Work to be completed:
Find each line of the entries with the string "foliage", please, and copy it.

[The data]

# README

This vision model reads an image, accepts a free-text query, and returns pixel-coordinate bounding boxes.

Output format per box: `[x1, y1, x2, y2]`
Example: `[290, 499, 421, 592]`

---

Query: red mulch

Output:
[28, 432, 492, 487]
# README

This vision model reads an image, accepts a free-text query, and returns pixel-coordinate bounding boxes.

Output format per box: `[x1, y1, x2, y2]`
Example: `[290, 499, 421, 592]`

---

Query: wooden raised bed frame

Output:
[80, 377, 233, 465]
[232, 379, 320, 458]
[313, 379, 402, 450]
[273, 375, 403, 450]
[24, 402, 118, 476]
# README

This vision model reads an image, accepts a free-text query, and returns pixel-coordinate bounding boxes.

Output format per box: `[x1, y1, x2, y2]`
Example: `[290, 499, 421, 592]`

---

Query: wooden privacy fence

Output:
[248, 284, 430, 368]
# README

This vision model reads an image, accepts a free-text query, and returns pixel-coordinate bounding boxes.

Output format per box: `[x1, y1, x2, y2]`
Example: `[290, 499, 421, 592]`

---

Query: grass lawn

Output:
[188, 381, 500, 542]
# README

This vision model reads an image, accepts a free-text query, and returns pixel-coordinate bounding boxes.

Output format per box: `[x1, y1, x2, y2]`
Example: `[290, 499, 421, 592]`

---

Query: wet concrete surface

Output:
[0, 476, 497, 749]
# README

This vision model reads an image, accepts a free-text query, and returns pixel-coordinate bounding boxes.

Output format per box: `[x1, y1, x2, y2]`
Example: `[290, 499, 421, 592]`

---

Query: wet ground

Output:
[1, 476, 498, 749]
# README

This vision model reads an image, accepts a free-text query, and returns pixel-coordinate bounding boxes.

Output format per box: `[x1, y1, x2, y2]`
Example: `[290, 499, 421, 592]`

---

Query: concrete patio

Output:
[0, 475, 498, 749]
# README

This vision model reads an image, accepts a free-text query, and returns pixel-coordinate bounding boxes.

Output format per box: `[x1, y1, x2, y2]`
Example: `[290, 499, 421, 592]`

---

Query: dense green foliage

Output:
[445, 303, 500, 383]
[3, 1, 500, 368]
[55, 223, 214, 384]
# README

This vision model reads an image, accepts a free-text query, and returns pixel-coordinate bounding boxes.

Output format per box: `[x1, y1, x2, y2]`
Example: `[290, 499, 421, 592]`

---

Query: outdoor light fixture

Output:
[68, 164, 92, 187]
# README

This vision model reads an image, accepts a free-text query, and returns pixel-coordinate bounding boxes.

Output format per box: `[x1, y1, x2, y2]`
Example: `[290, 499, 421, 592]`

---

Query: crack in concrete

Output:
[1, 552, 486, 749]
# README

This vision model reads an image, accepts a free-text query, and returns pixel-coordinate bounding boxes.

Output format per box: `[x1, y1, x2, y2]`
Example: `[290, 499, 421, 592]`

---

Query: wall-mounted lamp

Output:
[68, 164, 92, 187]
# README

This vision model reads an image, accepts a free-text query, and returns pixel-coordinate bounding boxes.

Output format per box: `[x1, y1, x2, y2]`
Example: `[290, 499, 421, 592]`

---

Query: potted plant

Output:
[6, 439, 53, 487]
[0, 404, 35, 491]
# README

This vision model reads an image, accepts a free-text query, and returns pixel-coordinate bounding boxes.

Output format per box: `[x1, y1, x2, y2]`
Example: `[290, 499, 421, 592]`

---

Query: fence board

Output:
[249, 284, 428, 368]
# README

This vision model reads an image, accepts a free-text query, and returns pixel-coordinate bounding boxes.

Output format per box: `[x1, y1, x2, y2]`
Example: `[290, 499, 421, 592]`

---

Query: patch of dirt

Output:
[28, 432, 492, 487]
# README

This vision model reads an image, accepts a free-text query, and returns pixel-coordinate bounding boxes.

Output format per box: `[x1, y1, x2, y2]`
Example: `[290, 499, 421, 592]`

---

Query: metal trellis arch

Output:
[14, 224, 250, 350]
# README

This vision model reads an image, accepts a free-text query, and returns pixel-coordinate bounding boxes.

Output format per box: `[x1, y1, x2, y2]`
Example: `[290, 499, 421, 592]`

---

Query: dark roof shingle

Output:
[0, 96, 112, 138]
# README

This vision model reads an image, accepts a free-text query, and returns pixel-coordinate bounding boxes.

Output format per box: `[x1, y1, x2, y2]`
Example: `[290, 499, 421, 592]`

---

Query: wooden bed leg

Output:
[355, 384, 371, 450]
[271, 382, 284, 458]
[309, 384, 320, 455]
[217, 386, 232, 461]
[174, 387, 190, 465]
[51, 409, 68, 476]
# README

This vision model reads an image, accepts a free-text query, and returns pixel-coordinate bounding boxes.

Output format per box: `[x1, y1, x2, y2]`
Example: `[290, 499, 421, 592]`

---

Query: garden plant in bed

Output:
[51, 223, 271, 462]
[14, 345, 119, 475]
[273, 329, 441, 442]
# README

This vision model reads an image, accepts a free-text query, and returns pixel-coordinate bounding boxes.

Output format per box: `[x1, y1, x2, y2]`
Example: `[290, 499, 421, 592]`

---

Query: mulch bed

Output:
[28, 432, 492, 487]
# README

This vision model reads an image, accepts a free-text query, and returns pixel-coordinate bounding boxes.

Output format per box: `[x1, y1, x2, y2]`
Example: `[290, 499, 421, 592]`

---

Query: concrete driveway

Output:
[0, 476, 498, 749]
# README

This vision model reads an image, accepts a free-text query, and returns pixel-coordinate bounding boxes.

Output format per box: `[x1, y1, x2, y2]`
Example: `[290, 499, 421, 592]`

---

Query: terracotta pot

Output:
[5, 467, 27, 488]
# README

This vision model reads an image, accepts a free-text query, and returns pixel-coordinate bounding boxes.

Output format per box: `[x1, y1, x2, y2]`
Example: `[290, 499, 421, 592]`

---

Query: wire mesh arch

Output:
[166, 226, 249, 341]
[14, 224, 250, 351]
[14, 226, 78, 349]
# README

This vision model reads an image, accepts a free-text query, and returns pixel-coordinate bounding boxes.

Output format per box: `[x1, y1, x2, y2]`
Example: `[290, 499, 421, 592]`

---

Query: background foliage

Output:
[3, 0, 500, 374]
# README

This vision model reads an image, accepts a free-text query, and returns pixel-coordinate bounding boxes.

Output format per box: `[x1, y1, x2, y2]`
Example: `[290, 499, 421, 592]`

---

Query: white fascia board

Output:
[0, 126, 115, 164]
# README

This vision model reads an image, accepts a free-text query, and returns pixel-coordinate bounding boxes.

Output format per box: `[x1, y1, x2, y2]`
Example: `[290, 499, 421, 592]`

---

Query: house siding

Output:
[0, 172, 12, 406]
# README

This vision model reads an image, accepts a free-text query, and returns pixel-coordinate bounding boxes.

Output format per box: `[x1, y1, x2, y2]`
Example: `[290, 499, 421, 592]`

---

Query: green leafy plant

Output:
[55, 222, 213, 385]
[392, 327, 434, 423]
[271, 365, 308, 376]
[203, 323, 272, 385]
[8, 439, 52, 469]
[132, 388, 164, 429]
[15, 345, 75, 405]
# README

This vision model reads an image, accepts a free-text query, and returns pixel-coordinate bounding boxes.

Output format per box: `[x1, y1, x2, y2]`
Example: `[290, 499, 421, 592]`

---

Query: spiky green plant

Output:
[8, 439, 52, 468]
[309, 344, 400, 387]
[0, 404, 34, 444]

[/The data]

Output:
Query: dense green foliage
Query: background foliage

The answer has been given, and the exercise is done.